[BEGIN]

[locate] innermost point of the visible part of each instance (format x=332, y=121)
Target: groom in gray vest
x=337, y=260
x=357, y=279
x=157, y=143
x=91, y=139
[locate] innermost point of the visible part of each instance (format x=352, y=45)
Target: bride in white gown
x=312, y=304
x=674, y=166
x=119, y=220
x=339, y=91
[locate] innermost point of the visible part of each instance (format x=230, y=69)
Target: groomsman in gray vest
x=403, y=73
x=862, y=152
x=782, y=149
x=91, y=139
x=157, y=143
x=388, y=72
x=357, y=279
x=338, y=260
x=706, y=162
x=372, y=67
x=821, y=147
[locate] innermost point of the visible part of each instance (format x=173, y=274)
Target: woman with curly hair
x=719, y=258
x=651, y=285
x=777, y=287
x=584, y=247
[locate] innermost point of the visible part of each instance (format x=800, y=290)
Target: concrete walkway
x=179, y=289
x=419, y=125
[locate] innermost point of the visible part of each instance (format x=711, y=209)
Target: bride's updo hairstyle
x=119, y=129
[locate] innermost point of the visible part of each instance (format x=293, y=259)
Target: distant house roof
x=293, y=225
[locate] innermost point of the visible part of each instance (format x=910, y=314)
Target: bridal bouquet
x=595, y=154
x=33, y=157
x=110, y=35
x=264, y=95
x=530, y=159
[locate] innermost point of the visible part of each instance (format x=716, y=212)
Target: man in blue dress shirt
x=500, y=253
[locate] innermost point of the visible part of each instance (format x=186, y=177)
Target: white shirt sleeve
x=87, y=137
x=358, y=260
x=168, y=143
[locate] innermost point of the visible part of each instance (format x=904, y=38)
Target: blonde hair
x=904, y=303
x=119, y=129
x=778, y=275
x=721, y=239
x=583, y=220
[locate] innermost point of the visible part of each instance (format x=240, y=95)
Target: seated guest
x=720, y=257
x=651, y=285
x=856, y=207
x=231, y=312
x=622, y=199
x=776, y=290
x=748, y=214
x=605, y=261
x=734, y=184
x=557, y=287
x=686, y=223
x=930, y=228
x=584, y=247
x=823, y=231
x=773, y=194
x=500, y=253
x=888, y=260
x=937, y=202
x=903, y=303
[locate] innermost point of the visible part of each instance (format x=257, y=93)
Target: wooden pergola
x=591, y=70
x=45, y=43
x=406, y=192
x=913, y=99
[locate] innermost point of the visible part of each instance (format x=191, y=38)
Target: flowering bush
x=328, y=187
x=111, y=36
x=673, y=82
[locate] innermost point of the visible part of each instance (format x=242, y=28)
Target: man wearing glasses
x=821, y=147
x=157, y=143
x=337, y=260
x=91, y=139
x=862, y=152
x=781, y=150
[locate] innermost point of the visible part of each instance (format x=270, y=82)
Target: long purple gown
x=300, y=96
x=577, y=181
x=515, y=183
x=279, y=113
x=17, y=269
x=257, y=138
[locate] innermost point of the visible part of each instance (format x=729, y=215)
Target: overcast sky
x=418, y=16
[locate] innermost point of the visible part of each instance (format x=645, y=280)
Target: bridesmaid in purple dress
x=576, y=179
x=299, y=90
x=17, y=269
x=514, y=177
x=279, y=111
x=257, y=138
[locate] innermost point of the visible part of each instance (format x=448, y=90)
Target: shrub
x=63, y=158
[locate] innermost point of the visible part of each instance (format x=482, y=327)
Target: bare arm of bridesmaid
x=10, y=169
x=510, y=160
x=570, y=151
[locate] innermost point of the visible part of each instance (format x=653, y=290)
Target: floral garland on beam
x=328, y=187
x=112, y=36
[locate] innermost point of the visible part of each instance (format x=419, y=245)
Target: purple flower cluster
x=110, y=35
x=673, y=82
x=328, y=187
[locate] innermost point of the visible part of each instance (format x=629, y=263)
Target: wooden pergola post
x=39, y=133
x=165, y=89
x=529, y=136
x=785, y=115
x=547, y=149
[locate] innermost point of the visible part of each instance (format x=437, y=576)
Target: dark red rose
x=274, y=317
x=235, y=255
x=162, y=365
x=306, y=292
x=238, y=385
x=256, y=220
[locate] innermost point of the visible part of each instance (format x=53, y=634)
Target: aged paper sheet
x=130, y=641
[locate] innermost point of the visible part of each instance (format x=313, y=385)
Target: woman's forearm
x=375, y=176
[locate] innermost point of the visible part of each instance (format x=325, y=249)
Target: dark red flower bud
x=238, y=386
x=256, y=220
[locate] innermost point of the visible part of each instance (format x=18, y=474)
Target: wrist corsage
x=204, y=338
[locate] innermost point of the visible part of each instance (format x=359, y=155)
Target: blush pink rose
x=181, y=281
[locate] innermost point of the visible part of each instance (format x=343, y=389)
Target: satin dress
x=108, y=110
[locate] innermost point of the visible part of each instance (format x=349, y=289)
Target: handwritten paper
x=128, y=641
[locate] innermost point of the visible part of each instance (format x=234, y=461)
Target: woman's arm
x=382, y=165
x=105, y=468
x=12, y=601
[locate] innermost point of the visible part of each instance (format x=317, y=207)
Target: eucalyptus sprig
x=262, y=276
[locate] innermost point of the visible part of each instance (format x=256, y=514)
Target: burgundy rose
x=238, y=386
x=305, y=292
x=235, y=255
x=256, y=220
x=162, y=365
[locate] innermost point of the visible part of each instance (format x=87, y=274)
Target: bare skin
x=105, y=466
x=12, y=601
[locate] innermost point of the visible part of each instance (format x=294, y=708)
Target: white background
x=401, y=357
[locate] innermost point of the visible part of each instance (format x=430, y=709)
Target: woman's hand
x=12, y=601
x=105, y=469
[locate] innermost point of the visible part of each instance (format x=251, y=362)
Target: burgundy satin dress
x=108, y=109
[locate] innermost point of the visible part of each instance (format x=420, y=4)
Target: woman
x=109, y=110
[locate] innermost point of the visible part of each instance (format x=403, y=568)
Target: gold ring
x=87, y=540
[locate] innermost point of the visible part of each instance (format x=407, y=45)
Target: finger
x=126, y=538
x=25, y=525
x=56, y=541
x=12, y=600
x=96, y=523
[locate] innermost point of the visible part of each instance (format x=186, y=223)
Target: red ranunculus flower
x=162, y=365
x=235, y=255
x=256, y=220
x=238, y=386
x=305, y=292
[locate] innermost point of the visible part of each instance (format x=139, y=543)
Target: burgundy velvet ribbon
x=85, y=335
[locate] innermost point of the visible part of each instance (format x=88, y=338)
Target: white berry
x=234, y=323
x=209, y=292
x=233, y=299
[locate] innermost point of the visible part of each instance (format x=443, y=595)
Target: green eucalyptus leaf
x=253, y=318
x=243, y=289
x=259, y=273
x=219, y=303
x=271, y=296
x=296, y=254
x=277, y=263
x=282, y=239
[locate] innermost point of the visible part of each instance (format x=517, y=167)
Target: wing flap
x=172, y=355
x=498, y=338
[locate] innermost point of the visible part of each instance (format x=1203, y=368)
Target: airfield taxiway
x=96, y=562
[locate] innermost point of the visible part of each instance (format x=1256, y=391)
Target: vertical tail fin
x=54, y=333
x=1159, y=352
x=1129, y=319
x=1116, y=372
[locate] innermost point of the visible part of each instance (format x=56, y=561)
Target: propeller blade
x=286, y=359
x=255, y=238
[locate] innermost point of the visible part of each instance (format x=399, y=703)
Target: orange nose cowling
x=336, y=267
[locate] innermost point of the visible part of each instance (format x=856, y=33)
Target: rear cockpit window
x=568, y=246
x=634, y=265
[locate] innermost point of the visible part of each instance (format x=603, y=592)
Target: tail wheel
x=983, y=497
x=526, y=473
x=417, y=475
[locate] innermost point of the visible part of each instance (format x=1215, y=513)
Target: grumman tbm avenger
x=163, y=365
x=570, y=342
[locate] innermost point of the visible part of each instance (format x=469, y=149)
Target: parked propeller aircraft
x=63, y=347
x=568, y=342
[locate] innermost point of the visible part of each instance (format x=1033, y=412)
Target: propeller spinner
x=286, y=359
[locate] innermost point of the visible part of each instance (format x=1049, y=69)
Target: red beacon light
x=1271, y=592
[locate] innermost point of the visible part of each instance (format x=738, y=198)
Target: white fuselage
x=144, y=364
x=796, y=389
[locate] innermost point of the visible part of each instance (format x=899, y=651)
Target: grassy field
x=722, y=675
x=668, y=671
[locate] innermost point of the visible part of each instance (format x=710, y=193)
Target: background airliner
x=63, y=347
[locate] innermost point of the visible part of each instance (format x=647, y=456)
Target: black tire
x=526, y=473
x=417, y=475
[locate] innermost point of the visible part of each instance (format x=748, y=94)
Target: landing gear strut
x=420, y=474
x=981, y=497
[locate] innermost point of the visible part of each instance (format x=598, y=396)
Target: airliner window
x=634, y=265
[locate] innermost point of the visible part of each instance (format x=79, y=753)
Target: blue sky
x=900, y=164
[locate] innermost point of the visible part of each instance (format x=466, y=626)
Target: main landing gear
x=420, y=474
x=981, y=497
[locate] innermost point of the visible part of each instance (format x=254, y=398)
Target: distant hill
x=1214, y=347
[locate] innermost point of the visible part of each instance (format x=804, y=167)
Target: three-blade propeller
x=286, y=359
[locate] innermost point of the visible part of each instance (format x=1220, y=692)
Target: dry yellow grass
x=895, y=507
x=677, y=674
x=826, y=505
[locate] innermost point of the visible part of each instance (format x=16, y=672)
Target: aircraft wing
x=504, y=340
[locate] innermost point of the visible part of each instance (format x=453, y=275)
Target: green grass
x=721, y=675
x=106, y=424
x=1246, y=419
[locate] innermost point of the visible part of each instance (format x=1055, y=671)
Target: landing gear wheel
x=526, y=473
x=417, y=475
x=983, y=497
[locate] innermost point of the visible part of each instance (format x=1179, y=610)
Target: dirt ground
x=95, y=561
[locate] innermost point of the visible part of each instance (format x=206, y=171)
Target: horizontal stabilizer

[END]

- [Work to do] Look above for the line that holds "(format x=16, y=672)", then copy it and each line after it exactly, through the last line of the data.

- [Answer in full]
[locate] innermost point of the visible part of each instance (format x=16, y=672)
Target: aircraft wing
x=504, y=340
[locate] innermost point of the visible part of each instance (format x=453, y=275)
Target: green grass
x=721, y=675
x=106, y=424
x=1246, y=419
[locate] innermost point of the visible part of each instance (format x=1055, y=671)
Target: landing gear wheel
x=526, y=473
x=417, y=475
x=983, y=497
[locate] innermost point of the visible part of each instance (format x=1179, y=610)
Target: dirt ground
x=95, y=561
[locate] innermost point of the visible part of each instance (format x=206, y=171)
Target: horizontal stabilizer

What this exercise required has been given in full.